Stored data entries
*** Begin section ***

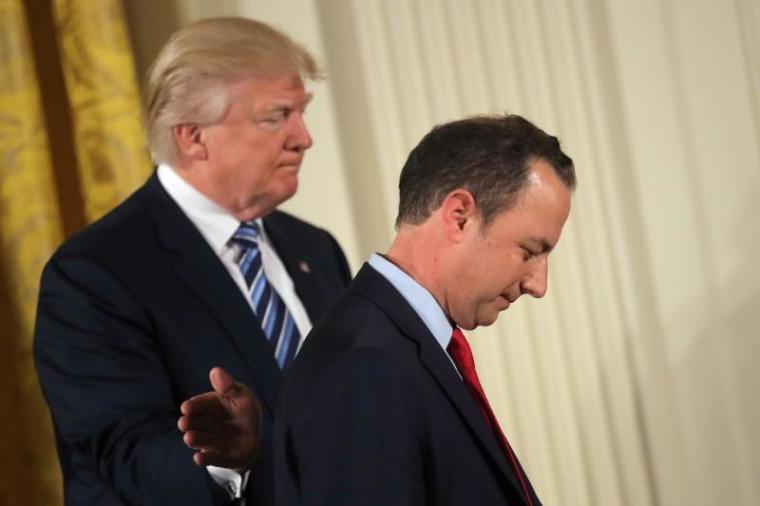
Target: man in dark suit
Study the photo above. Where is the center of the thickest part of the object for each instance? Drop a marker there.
(196, 269)
(383, 405)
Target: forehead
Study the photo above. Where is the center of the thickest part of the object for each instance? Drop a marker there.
(265, 90)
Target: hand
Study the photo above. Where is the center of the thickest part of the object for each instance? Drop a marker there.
(222, 425)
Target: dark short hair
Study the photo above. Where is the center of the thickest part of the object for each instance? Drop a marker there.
(487, 155)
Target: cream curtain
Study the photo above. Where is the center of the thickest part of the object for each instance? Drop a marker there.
(71, 147)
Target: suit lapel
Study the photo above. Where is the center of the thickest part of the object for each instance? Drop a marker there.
(299, 267)
(375, 287)
(199, 267)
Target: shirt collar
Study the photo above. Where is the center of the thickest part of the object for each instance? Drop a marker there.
(421, 300)
(214, 222)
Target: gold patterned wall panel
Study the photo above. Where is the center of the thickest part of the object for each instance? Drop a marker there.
(105, 108)
(29, 231)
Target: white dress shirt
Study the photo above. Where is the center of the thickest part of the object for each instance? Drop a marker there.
(217, 226)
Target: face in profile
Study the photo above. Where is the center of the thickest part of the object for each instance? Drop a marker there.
(255, 151)
(509, 257)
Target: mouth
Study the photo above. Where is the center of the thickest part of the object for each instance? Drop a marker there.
(505, 301)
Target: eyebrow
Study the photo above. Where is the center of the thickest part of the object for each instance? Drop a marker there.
(287, 104)
(542, 244)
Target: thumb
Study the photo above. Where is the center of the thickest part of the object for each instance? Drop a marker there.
(221, 381)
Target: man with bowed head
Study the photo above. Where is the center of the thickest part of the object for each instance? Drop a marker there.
(196, 269)
(383, 404)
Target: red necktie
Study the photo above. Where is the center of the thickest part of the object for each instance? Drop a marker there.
(460, 353)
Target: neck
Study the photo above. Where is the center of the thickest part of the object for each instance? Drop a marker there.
(415, 252)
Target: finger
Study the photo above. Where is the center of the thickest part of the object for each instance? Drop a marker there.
(225, 443)
(212, 424)
(221, 381)
(209, 402)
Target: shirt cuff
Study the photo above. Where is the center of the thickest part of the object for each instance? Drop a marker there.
(230, 480)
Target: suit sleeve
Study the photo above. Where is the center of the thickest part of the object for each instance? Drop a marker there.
(101, 369)
(352, 436)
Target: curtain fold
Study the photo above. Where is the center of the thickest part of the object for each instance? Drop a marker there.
(71, 147)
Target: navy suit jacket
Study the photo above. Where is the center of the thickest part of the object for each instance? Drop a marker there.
(133, 313)
(374, 413)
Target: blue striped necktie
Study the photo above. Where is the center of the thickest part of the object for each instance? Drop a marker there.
(270, 310)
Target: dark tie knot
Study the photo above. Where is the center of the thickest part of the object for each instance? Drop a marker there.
(247, 234)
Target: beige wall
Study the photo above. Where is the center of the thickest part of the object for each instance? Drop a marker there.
(633, 382)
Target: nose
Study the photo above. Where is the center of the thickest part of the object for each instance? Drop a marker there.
(299, 138)
(535, 281)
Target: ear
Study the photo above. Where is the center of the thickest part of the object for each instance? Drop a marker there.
(460, 214)
(190, 141)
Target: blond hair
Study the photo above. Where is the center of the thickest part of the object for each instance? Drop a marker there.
(189, 80)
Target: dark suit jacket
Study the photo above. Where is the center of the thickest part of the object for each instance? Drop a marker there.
(374, 413)
(133, 312)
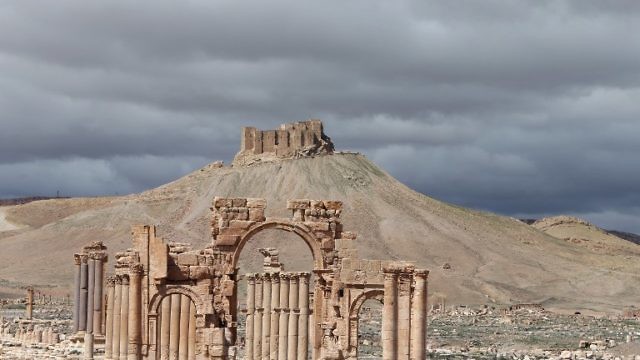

*** End section ***

● Work required
Reproduce each line of the records exactly and exclude any images.

● Task result
Target: man in dark suit
Study the photo above. Where is the center of the thickest part of the object for each instance? Drop a marker there.
(196, 269)
(383, 405)
Target: forehead
Study the photo above. Where is the center of the thickest part of the object for each instance? Drop a marker there.
(265, 90)
Target: hand
Study the photo above. Where is the center of the thickest part of the object for each instance? Drop a marker there.
(222, 425)
Target: dark short hair
Study the photo above. Where is the center of the thickest part of the object for each instance? Drop a marker there.
(487, 155)
Target: cream curtain
Study the photo above. Where is the center of the thickest part of the object for each instance? Drop a marker there.
(71, 147)
Target: suit lapel
Study the photo above. Where is the center of the thickest part of the object for each instance? Drop a marker there.
(299, 267)
(375, 287)
(199, 267)
Target: shirt collar
Study the photo above. Where is the center of the thickest part of the object for each instance? Drop a marker there.
(421, 300)
(214, 222)
Target: gold patterned wall panel
Study the photo above. Where is the center of the thickest part of the object for each instance? Drop a marker there.
(105, 108)
(29, 231)
Target: white dress shirt
Study the photo above. Where is the center of the thickest part of the object for each instance? Drop a marker there.
(217, 226)
Target: face in profile
Study the photo above. Where is the center of the thickest part of the object for each instance? Drop a marker there.
(255, 151)
(509, 257)
Target: mouth
Study the photo above. Where is the center of the thickest part of the object for each instance? Drop a marker there.
(505, 301)
Target: eyebrow
Study the photo above. Where is the center of the thickest part of the object for each instance? Drop a marker there.
(287, 104)
(542, 244)
Target: thumb
Study the photo above. Where is the center of the thickest part of the object for each instance? Drop a marker there.
(221, 381)
Target: man with bowed head
Study the photo above. Where is the center of the thickest part of the object for each instance? Drop a marker there.
(196, 269)
(383, 404)
Target: red necktie
Study the photo above. Where is the center of the thickest part of the object for each instance? Drop a marker there.
(460, 353)
Target: neck
Study the photo above. Where is the center of the thickest part of the object for each instance? Drop a marker there.
(415, 252)
Target: finger
Study the photo above. Where is the center of the thickest part of the object for each instance? Drop a marker there.
(225, 443)
(212, 424)
(221, 381)
(209, 402)
Target: shirt cuff
Study the photo above. Where is the center of the thickest part of the object for each instance? Drop a marker there.
(230, 480)
Target: suit sleeve
Study the photo above. Where is the center of the thickest part of the object for each instance? Drop a marker there.
(101, 369)
(352, 436)
Target: curtain fold
Study the photo above. Where is the center of the thickest part of the object for each instance? Drop a marker there.
(71, 147)
Target: navy suit jacket
Study the photo above. Where is the center of the thickest part of the object for each instance? Drop a marker there.
(133, 313)
(374, 413)
Target: blue striped necktie
Study the photo above. Where is the center of the thickest part of the object for each instance? Drop a marker there.
(270, 310)
Target: dark tie knot
Study the photo above. Where is the center of the thickest part of the object for each instance? Drop a marker there.
(247, 234)
Target: beige wall
Study the photo above. Where is the center of the thickest part of the object for each instance? Drop a marker there.
(633, 382)
Target: nose
Study the photo above. Where is the center of the thickest part of the object for each instance? Drop a marker there.
(299, 138)
(535, 281)
Target: ear
Study the photo above. Where is the center of the thickest part of the object for each instance? Drop a marker there.
(460, 214)
(190, 141)
Target: blond hair
Study the photo above. Where is the center of the thickest part of the object for each instance? Drop a marker there.
(189, 80)
Target: dark suit jacket
Study the photo above. Where is the center of the thickest part of the object for each instance? Drop a marker there.
(374, 413)
(133, 312)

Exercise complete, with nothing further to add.